## Ausgewählter Auszug
● ● ● ● ●

"Krone"-Interview

Joe Goddard: “Moderner Pop ist unkreativ”

Musik
04.05.2017 16:51

Mit seinem Hauptprojekt Hot Chip ist er Klangtüftler und Beatpoet - als Solokünstler hat Joe Goddard nun die Verantwortung, ein Album in all seinen Facetten zu fertigen und abzubilden. "Electric Lines", sein Solodebüt, bewegt sich stilistisch nicht allzu weit von der Londoner Synthiepop-Band weg, lässt aber dennoch genug Raum, um die eigene Identität hervorzukehren. Wir haben uns mit Goddard vor seinem Auftritt im Wiener Funkhaus über die Beliebigkeit des modernen Pop, verklärte Vergangenheitsrückschauen und den schleichenden Tod der Londoner Musikszene unterhalten.

(Bild: kmm)

"Krone": Joe, auf deinem Solodebüt "Electric Lines" bist du aus deinem Hot Chip-Kostüm ausgebrochen und verinnerlichst im Prinzip alle musikalischen Phasen deiner bisherigen Karriere.
Joe Goddard: Wenn ich vom jetzigen Standpunkt auf den Schreibprozess zurückblicke, dann besteht hier sicher ein kausaler Zusammenhang. Als ich aber daran arbeitete, war das zumindest keine bewusste Denkweise, denn mir ging es vielmehr darum, von Tag zu Tag in möglichst vielen Genres zu experimentieren und ein großes Ganzes daraus zu erschaffen. Am besten lässt sich "Electric Lines" wohl damit zusammenfassen, dass es eine Rückschau auf all die Projekte ist, in denen ich bisher Songs kreierte. Dazu kommen noch die Einflüsse aus meiner Kindheit und Jugend.

● ● ● ● ●

[Zeigeeinträge für beschriftete Objekte]
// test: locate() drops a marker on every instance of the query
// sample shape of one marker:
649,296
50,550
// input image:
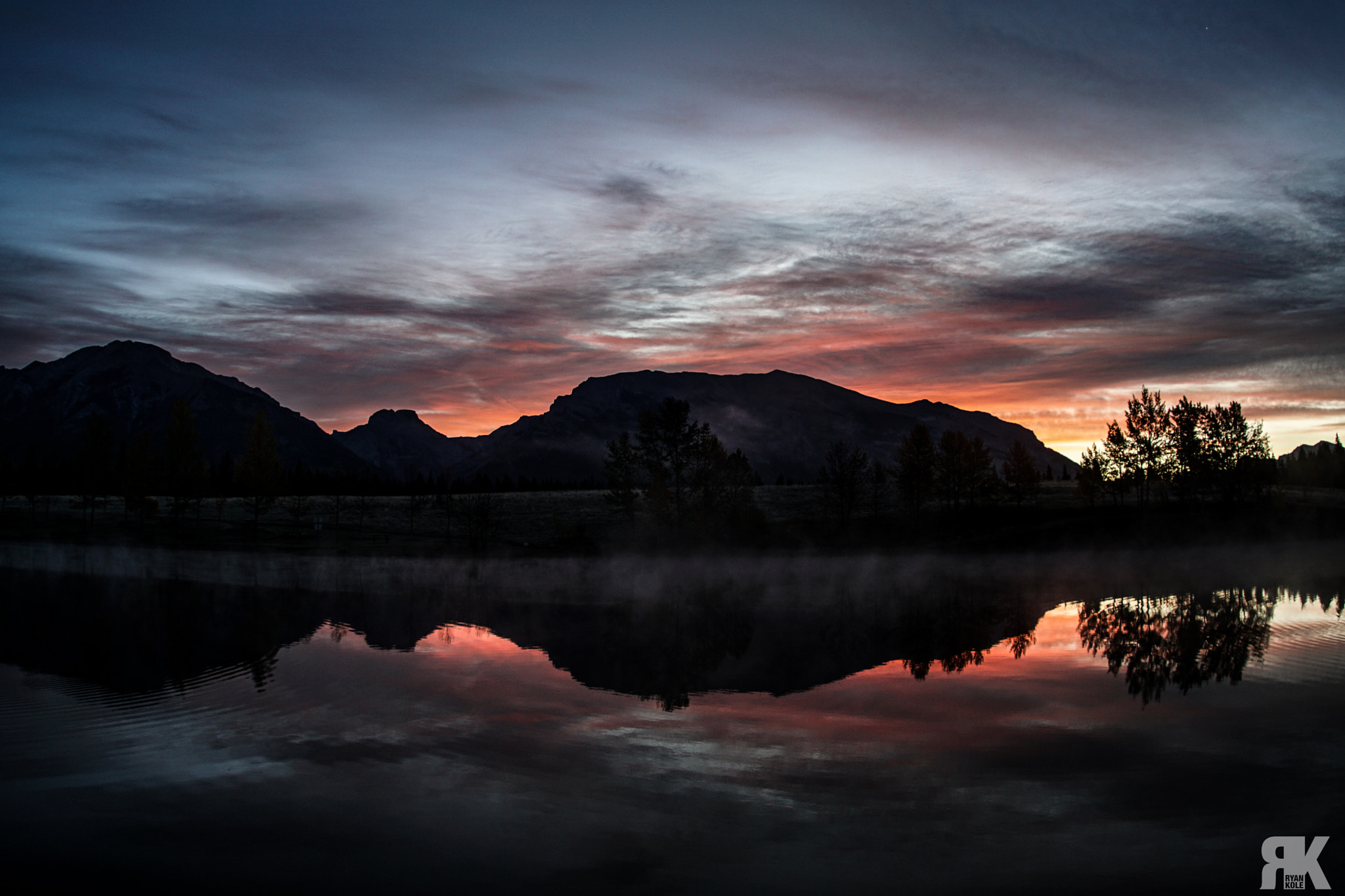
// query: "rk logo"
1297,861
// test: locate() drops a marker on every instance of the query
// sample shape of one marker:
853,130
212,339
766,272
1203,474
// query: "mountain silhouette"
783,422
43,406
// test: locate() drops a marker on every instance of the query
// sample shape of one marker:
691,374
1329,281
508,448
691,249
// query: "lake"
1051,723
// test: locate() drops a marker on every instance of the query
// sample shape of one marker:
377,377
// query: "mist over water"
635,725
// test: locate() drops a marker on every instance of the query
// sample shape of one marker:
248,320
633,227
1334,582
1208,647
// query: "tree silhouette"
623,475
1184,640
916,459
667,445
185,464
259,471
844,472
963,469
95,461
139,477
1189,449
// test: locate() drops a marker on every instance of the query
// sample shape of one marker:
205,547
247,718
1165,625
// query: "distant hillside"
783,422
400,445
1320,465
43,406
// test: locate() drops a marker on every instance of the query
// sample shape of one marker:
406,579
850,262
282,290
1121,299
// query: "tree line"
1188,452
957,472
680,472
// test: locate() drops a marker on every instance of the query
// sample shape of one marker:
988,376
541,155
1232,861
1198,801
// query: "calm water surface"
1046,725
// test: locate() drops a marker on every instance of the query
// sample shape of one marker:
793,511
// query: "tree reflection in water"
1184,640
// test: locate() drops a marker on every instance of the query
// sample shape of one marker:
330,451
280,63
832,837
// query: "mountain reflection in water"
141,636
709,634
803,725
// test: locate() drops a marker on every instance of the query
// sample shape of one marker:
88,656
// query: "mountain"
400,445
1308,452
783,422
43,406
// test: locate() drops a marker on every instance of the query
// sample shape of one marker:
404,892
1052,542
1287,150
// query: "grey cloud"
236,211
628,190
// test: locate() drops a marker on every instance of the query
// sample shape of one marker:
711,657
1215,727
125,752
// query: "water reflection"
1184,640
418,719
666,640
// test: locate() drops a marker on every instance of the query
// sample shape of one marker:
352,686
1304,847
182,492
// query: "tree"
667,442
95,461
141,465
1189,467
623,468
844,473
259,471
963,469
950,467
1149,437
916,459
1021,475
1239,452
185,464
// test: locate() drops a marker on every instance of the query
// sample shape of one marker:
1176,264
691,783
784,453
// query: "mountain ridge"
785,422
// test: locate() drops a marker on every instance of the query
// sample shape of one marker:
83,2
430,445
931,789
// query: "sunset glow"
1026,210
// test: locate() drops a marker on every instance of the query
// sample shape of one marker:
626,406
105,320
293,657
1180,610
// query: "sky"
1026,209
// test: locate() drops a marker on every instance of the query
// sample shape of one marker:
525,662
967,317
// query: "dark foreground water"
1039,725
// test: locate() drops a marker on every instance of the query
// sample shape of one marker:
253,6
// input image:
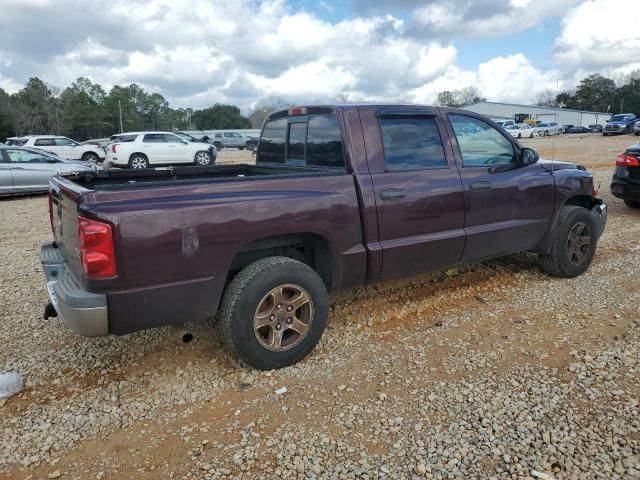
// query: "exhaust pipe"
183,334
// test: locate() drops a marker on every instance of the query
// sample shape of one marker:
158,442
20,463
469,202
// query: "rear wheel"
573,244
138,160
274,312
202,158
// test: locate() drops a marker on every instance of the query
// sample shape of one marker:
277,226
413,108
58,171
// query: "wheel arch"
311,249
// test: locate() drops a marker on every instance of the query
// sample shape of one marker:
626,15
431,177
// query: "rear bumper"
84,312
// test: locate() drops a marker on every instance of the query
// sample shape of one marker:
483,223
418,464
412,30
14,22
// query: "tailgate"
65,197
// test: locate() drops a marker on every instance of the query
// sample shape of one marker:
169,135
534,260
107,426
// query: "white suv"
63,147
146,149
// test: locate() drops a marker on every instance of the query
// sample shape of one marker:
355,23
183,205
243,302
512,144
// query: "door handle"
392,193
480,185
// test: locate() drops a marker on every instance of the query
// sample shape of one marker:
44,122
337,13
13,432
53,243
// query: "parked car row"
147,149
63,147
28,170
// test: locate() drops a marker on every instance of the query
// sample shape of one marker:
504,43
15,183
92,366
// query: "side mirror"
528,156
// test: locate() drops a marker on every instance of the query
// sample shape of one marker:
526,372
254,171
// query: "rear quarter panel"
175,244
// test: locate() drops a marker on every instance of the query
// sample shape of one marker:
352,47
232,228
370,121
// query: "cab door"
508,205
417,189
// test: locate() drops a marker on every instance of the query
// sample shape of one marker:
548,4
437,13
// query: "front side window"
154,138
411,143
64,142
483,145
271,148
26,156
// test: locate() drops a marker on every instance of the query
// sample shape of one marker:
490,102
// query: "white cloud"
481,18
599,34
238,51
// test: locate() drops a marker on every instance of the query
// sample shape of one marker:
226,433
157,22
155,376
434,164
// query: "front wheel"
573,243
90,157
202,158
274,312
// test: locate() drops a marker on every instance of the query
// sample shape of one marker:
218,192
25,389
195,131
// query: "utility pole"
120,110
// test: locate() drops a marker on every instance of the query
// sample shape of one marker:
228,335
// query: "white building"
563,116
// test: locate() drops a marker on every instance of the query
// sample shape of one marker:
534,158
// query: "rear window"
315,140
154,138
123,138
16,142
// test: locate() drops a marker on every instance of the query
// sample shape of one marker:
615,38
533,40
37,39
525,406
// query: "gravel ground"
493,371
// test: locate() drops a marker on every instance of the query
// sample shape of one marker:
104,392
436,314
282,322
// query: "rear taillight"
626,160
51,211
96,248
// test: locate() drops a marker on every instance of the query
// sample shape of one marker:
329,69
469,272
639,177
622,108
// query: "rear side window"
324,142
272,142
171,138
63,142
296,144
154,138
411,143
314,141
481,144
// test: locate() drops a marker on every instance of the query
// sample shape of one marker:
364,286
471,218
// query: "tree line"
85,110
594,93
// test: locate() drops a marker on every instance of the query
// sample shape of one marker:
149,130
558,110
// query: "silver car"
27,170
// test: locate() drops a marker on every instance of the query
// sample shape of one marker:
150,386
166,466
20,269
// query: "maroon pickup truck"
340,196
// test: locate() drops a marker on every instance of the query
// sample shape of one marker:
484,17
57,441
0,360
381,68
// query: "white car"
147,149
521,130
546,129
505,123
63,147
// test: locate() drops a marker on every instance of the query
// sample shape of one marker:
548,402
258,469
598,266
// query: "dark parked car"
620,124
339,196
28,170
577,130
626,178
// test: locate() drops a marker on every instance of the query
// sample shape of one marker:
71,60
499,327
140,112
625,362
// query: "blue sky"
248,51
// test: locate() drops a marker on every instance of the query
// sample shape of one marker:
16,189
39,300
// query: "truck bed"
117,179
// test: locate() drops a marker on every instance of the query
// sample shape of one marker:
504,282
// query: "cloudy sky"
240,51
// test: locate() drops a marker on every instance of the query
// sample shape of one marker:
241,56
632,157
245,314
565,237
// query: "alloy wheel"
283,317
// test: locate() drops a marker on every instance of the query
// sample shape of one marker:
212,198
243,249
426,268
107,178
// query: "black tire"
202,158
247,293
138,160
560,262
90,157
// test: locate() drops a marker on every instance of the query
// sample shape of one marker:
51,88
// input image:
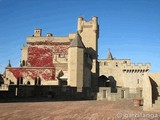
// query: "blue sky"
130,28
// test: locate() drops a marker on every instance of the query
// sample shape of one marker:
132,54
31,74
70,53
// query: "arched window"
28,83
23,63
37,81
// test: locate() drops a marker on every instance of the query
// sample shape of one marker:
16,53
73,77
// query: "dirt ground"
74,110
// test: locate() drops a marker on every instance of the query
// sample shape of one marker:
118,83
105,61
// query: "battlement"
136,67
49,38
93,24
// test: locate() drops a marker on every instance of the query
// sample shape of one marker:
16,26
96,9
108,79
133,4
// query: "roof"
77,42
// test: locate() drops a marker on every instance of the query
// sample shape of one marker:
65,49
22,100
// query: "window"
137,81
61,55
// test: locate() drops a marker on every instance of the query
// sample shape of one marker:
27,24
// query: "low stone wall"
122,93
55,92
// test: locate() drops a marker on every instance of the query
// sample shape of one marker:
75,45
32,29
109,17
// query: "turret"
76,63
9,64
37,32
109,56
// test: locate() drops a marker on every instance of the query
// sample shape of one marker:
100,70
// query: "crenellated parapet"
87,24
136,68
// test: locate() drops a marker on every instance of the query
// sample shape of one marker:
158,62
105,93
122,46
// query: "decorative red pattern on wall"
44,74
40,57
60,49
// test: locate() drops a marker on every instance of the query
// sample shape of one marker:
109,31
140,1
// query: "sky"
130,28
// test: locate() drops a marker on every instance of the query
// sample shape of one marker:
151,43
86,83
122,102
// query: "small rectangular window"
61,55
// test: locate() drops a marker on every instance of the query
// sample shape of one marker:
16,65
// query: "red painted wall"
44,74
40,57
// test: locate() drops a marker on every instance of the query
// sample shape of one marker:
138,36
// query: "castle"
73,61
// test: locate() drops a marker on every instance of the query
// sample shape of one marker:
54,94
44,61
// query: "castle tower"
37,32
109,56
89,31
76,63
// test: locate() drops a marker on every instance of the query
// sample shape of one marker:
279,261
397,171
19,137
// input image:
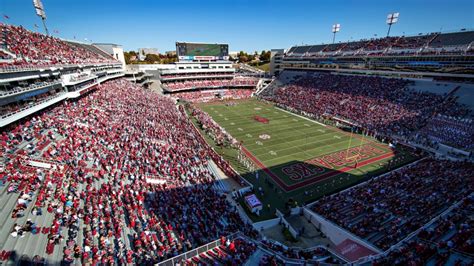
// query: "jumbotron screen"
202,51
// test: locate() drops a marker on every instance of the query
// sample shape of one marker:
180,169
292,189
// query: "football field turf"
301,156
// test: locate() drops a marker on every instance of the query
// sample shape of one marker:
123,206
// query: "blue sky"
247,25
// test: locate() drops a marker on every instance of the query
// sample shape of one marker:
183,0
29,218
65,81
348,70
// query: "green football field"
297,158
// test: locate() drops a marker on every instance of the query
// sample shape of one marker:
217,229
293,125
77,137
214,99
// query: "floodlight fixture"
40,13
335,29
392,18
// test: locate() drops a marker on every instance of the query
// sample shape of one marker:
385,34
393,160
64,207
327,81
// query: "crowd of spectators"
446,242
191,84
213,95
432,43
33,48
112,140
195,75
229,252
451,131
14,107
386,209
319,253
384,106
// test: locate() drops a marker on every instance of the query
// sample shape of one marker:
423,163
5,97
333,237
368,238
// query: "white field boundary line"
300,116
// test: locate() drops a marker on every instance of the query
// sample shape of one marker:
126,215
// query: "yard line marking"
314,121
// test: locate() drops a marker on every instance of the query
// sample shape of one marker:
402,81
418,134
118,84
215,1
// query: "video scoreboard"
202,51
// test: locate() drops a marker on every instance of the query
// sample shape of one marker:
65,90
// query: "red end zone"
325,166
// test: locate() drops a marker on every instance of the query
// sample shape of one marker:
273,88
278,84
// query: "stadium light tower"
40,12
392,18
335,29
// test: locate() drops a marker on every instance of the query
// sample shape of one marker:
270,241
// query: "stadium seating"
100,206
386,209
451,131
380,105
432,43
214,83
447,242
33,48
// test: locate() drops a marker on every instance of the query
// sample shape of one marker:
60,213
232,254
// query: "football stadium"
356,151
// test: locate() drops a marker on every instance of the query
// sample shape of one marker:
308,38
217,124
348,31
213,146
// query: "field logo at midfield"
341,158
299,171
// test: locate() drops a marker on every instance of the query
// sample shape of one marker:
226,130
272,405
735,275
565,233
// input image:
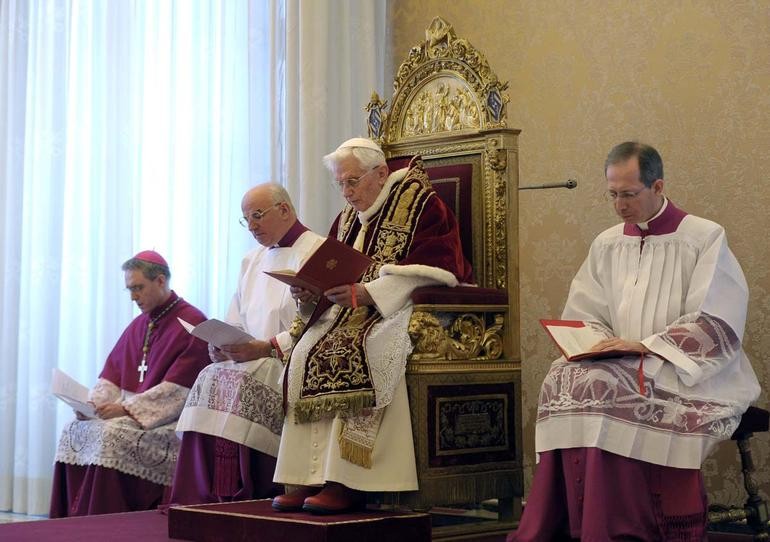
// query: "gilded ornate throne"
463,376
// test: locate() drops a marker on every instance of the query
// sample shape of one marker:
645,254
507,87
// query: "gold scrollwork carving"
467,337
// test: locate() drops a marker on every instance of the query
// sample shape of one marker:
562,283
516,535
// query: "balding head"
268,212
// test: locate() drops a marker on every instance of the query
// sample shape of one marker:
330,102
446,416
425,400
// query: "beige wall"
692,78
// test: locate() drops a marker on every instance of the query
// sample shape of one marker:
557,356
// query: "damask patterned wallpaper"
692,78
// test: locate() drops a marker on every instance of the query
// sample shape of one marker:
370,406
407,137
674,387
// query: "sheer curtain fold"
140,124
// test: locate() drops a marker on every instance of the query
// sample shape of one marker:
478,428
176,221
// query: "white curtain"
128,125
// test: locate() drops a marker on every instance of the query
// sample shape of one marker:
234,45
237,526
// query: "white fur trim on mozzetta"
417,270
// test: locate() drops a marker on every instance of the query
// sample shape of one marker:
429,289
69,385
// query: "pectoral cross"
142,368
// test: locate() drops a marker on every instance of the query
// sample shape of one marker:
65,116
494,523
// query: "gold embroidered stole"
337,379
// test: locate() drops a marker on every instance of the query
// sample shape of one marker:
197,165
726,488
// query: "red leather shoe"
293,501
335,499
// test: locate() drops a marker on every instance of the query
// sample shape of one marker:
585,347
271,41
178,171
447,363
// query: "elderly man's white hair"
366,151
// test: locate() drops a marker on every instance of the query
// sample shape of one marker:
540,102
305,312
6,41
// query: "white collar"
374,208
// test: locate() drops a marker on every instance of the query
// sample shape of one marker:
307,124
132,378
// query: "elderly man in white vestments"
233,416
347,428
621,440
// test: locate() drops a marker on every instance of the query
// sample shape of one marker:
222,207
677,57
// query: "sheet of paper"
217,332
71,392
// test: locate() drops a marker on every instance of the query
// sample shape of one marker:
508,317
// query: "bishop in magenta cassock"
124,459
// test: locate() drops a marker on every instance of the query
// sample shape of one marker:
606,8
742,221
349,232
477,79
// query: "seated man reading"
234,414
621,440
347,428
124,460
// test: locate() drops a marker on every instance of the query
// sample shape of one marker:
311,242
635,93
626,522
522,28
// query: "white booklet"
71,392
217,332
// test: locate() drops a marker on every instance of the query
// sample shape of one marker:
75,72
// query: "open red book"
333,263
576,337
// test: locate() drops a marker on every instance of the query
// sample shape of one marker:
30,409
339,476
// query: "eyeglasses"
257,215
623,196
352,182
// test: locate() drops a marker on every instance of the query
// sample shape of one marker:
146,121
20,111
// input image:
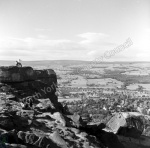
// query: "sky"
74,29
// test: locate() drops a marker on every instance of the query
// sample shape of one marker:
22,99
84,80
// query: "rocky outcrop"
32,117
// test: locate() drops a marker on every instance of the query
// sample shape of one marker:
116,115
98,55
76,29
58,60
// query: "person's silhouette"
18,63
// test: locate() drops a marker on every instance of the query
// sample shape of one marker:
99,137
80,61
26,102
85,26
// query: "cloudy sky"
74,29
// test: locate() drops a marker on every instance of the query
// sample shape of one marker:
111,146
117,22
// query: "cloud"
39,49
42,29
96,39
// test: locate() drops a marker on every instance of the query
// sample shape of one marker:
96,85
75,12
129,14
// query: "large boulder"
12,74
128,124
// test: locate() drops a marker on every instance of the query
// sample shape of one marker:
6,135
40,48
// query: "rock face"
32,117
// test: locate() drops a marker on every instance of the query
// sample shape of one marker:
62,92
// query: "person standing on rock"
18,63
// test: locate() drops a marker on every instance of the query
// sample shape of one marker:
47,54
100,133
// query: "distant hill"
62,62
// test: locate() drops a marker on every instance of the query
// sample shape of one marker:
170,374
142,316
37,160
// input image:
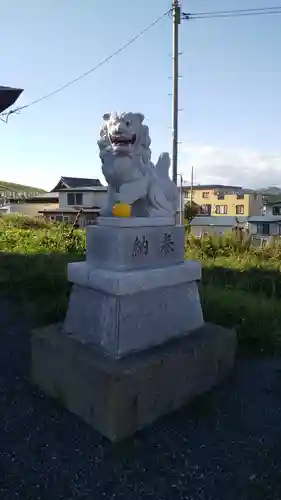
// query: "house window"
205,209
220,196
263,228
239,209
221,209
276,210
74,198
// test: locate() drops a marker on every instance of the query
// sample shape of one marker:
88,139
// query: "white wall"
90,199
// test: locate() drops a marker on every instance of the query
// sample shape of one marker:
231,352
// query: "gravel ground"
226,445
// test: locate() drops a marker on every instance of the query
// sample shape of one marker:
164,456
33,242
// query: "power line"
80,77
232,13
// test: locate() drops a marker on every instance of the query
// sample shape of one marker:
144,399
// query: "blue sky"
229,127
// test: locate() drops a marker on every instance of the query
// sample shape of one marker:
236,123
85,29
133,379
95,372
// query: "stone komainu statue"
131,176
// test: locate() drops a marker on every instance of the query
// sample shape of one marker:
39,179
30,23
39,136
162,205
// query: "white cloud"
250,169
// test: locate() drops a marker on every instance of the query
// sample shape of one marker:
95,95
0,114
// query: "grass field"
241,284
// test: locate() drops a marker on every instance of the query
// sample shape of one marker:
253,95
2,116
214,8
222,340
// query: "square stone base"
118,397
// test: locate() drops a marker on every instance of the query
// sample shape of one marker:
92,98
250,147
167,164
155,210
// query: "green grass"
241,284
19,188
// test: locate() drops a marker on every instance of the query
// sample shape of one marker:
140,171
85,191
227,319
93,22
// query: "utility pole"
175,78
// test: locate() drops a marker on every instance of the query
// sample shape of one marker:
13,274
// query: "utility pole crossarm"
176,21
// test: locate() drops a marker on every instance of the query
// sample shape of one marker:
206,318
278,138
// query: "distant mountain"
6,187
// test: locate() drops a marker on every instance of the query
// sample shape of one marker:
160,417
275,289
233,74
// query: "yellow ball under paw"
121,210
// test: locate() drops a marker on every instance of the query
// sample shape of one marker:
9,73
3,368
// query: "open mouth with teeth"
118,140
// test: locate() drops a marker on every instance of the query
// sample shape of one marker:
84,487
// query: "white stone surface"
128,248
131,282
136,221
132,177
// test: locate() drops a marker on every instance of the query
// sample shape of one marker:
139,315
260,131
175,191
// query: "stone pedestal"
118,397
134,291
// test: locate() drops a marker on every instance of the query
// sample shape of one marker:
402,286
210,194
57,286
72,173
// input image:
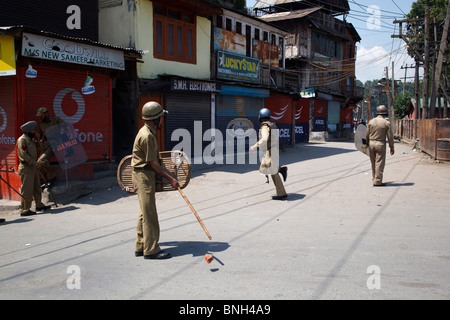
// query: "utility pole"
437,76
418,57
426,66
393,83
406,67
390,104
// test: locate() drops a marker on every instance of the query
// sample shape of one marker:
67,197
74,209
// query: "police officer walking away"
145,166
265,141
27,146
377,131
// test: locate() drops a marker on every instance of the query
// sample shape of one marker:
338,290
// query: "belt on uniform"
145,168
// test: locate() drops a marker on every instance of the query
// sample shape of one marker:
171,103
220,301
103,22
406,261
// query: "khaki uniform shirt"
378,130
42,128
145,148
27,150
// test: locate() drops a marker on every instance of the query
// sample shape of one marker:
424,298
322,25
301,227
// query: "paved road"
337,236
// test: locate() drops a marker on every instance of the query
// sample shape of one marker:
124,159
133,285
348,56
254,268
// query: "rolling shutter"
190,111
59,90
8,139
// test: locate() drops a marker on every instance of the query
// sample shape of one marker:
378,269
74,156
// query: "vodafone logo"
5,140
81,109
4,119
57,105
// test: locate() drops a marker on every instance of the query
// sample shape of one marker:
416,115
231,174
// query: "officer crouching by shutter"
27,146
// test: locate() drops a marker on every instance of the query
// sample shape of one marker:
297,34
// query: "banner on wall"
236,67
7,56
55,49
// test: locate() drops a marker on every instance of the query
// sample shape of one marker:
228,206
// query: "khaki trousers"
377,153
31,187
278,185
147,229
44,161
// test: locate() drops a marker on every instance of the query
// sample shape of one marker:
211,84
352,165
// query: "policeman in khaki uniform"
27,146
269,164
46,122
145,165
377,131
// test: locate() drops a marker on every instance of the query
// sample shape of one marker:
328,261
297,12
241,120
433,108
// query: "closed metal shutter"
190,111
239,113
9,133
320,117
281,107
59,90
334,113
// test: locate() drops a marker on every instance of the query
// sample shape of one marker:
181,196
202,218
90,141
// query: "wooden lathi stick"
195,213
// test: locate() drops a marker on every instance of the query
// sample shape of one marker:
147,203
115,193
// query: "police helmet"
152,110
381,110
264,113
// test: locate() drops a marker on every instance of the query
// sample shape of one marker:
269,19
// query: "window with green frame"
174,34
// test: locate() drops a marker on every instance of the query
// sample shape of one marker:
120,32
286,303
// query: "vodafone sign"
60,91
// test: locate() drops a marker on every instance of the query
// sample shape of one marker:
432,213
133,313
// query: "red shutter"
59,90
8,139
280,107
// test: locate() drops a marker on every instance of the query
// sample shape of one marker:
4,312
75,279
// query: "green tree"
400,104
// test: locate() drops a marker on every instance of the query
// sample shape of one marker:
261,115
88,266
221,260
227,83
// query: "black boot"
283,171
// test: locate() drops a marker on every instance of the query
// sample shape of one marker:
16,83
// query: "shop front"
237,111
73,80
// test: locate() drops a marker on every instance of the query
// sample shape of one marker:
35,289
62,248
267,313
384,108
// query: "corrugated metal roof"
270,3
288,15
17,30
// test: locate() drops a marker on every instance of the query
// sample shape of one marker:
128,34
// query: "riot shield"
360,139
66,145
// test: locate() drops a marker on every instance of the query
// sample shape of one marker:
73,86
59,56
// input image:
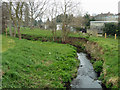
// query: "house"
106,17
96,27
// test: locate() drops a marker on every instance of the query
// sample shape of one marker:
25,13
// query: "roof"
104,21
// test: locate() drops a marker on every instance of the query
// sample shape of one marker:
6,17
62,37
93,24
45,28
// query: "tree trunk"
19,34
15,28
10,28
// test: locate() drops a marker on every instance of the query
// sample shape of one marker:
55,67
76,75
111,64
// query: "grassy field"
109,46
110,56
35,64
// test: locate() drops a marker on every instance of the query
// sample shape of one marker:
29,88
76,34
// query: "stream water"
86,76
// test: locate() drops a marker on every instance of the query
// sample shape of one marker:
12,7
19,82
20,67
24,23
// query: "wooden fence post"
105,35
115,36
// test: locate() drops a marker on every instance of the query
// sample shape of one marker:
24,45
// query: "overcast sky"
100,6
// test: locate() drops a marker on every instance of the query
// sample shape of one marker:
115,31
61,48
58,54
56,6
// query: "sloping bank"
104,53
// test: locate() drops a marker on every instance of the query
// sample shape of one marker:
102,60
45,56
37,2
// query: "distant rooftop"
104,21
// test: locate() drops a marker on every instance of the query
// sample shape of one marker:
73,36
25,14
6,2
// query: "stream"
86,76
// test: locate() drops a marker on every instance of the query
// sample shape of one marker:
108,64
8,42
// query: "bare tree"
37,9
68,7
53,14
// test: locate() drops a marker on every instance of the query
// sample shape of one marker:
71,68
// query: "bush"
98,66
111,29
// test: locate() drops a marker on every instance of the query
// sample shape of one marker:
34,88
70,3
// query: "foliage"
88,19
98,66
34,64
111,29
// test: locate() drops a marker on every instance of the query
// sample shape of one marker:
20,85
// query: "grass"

● ● ● ● ●

## Aufgabenstellung 1
Aktualisiere den Abschnitt aus dem Interview mit Joe Goddard, beginnend mit "Joe Goddard: Wenn" und endend mit "Kindheit und Jugend.": Gib ihn vollständig wieder und setze dabei "Arbeitsprozess" an die Stelle von "Schreibprozess".
## Aufgabenstellung 2
Ermittle, wie viele Zeilen die Zeichenfolge "dark" enthalten, und nenne nur die Zahl.

## Lösung 1
Joe Goddard: Wenn ich vom jetzigen Standpunkt auf den Arbeitsprozess zurückblicke, dann besteht hier sicher ein kausaler Zusammenhang. Als ich aber daran arbeitete, war das zumindest keine bewusste Denkweise, denn mir ging es vielmehr darum, von Tag zu Tag in möglichst vielen Genres zu experimentieren und ein großes Ganzes daraus zu erschaffen. Am besten lässt sich "Electric Lines" wohl damit zusammenfassen, dass es eine Rückschau auf all die Projekte ist, in denen ich bisher Songs kreierte. Dazu kommen noch die Einflüsse aus meiner Kindheit und Jugend.

## Lösung 2
2